Stated task 1:
According to the forum thread on 4020 starting problems, how long did Tx Jim spend at a JD dealership troubleshooting 24 volt electrical systems?

Given passage:
──────────────────────────────

# 4020 starting problems



## Joe Steeves (Nov 27, 2020)

My '64 4020, has issues with not turning over fast enough to start. Reasonably new starter, new batteries 550 cca, new cable clamps. Had a mech. look at it, and came down to ground strap corrosion. Installed new ground strap, (24v pos. ground system) connected right to diff bolt, after filing to clean metal. Tractor started easily, and worked it for about 3 hours that day. Next day went out, pushed the starter, and it's right back to just a couple revolutions, and dies out. Batteries read 12v +, but she don't go. Even re-checked all connections again.


----------



## FredM (Nov 18, 2015)

If the photo was taken after you cleaned the diff bolt area, maybe you should have used a small angle grinder with a flap disc to clean the area, and the bolt should have been cleaned up also.


----------



## Tx Jim (Jul 28, 2020)

Joe
Welcome to this Forum. 
You thread sounds similar to a thread I replied to on another forum that the poster choose to connect a battery ground cable to TRACTOR FRAME & positive cable to top post on starter solenoid for their own 24 volt system. That is fine if """"correct 24 volt starter is utilized"""" but definitely not how JD engineers designed THEIR 24 VOLT system starter to operate. I think you will continue to have problems keeping batteries charged & poor engine cranking speed if you're utilizing a starter designed for a JD 24 volt system!! 

One thing absolutely not to do is turn headlamps on because you will FRY THE 12 volt HEADLAMPS if they receive current from your current electrical system. 

Good luck on your 24 volt learning curve. FYI I spent about 20 yrs at a JD dealership troubleshooting JD's UNIQUE 24 volt electrical system failures so this isn't my 1st JD 24 volt rodeo.
Jim


----------



## jd110 (Nov 23, 2015)

Without seeing the entire system, it is difficult to say what the problem is. Is the negative cable on other battery going to ground? Do you have original 24 volt generator and regulator system? Have you checked if generator is charging? The 24 volt systems had insulated ground in the starter and generator. It is a pretty common problem to have a drain on the batteries from starter particularly and sometimes generator as well. Grounding the battery cables directly to frame is somewhat dangerous on these systems. There is no protection in case of a short and can easily cause a fire. 24 volts gets hot very quickly if shorted. There was a kit from Deere to convert from separate ground strap to a crossover cable with a fused lead to ground to make lights and instruments work properly.


----------

──────────────────────────────

Stated task 2:
Resize the records between the line holding "Would you mind marking the church" and the end of the records, inclusive, and give only those lines again with the requests kept unchanged. Multiply every coordinate in the answer points by 0.35 and round to whole numbers, with halves rounded up.

──────────────────────────────

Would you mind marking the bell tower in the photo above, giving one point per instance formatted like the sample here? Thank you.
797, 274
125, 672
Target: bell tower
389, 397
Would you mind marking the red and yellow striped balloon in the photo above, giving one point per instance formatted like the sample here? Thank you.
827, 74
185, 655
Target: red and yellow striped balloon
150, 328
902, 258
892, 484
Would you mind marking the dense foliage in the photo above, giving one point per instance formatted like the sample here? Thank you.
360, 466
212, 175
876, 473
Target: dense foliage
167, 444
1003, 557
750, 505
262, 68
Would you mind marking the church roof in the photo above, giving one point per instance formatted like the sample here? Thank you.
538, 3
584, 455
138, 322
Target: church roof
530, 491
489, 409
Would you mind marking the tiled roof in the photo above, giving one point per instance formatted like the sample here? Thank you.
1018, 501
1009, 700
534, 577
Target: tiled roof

──────────────────────────────

Correct answer 1:
About 20 years.

Correct answer 2:
Would you mind marking the church roof in the photo above, giving one point per instance formatted like the sample here? Thank you.
538, 3
584, 455
138, 322
Target: church roof
186, 172
171, 143
Would you mind marking the tiled roof in the photo above, giving one point per instance formatted like the sample here? Thank you.
1018, 501
1009, 700
534, 577
Target: tiled roof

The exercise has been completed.